- CHALLENGE -
Repeat the items below word for word, starting at their first line and ending with the line that contains "M 130 147 L". Include that final line.

- MATERIAL FOR THIS EXERCISE -
☆ ☆ ☆
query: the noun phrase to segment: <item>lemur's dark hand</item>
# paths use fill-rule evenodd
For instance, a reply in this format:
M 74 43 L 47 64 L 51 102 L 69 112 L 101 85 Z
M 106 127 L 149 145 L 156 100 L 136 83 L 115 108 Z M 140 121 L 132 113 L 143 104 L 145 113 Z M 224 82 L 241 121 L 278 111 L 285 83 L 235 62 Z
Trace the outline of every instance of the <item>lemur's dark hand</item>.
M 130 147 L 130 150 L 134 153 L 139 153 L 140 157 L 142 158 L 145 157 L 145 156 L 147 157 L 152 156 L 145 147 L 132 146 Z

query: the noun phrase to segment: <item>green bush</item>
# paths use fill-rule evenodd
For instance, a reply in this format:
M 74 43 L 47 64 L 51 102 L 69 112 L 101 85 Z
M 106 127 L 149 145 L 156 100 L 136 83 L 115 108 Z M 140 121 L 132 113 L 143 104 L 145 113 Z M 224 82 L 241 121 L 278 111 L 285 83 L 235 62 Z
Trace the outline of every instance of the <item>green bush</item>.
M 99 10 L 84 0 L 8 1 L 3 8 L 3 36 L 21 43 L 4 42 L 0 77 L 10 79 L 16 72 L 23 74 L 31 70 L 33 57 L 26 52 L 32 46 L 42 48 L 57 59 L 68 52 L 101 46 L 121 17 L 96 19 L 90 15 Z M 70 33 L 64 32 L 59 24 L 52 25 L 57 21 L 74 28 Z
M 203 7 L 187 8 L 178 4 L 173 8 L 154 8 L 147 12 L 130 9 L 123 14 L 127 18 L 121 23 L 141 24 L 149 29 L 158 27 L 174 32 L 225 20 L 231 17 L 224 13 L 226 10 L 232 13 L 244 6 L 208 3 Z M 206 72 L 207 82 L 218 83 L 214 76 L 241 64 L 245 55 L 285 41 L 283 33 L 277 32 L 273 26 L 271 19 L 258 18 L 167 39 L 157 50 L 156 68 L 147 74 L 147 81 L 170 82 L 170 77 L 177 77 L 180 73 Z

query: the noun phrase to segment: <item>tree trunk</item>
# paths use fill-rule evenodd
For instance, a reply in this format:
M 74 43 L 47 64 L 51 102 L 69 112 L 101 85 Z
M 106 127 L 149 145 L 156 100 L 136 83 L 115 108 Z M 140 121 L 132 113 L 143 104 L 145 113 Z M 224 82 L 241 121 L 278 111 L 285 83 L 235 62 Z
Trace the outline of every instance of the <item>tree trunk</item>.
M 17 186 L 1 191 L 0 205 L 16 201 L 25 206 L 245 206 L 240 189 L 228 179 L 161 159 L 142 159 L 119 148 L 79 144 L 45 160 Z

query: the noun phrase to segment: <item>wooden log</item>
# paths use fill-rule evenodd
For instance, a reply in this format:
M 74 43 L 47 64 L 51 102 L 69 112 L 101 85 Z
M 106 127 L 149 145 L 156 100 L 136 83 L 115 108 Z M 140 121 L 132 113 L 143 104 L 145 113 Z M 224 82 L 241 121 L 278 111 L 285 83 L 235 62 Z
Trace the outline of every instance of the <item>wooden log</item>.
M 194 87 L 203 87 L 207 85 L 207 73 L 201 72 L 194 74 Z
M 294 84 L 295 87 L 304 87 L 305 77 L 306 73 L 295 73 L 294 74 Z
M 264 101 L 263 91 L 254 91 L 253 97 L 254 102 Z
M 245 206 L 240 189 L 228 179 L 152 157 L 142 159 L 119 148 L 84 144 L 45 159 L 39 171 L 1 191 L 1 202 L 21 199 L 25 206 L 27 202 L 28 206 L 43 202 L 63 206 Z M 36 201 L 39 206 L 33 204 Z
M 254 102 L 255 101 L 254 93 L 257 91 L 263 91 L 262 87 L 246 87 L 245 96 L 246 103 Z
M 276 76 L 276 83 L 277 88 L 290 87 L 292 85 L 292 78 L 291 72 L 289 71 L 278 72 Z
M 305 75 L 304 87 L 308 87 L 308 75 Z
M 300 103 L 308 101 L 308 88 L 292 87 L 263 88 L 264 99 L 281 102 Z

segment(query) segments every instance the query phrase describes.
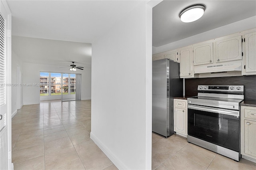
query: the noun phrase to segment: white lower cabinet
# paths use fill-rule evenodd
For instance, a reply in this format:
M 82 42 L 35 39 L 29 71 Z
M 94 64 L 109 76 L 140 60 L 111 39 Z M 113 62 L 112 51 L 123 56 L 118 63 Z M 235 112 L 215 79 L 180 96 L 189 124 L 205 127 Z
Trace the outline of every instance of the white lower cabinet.
M 188 102 L 186 100 L 174 100 L 174 128 L 176 133 L 187 137 L 188 135 Z
M 241 107 L 241 154 L 256 160 L 256 107 Z

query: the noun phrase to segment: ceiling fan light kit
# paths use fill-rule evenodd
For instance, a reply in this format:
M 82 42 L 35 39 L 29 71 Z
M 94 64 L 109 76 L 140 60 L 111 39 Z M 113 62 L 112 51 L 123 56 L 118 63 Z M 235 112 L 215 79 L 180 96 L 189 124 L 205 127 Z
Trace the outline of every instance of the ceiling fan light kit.
M 84 67 L 83 67 L 76 66 L 76 65 L 74 64 L 74 62 L 72 61 L 72 64 L 71 64 L 70 66 L 67 66 L 65 67 L 71 67 L 69 69 L 69 70 L 71 71 L 76 71 L 76 69 L 80 69 L 82 70 L 84 69 Z
M 179 14 L 183 22 L 191 22 L 200 18 L 204 15 L 206 6 L 202 4 L 195 4 L 183 9 Z

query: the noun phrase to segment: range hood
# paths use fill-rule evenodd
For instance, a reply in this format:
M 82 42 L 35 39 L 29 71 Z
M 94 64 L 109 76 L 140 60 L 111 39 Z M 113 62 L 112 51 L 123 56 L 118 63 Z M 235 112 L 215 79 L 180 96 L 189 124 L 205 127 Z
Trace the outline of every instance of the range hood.
M 195 74 L 206 73 L 222 72 L 231 71 L 242 71 L 242 62 L 224 63 L 214 63 L 209 65 L 194 66 Z

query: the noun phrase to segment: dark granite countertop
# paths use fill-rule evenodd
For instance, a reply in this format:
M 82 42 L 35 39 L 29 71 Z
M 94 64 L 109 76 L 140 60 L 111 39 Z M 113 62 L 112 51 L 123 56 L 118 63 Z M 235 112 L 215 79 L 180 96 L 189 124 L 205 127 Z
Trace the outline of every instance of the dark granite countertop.
M 176 99 L 180 99 L 182 100 L 187 100 L 188 97 L 192 97 L 193 96 L 179 96 L 179 97 L 173 97 L 173 98 Z
M 240 103 L 240 105 L 256 107 L 256 100 L 244 100 L 244 101 Z

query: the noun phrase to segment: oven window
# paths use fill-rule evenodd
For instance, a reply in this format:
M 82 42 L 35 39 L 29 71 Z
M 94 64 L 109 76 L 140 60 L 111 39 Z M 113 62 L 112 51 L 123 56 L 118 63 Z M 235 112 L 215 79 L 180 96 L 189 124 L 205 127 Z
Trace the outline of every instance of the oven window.
M 222 115 L 219 117 L 195 114 L 195 125 L 202 128 L 210 129 L 216 132 L 228 134 L 228 121 L 223 119 Z
M 190 109 L 188 117 L 189 135 L 239 151 L 239 118 Z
☆ ☆ ☆
- TASK RESULT -
query: the noun phrase to segment: <item>lemur's dark hand</item>
# paths use fill-rule evenodd
For instance, a reply in this format:
M 74 43 L 47 64 L 51 102 L 69 112 L 101 85 Z
M 106 127 L 149 145 L 156 100 L 136 83 L 115 108 Z M 140 121 L 132 113 L 143 104 L 145 113 Z M 224 82 L 241 121 L 278 111 L 285 83 L 235 62 Z
Trace the outline of every instance of the <item>lemur's dark hand</item>.
M 130 147 L 130 150 L 134 153 L 139 153 L 140 157 L 142 158 L 145 157 L 145 156 L 147 157 L 152 156 L 145 147 L 132 146 Z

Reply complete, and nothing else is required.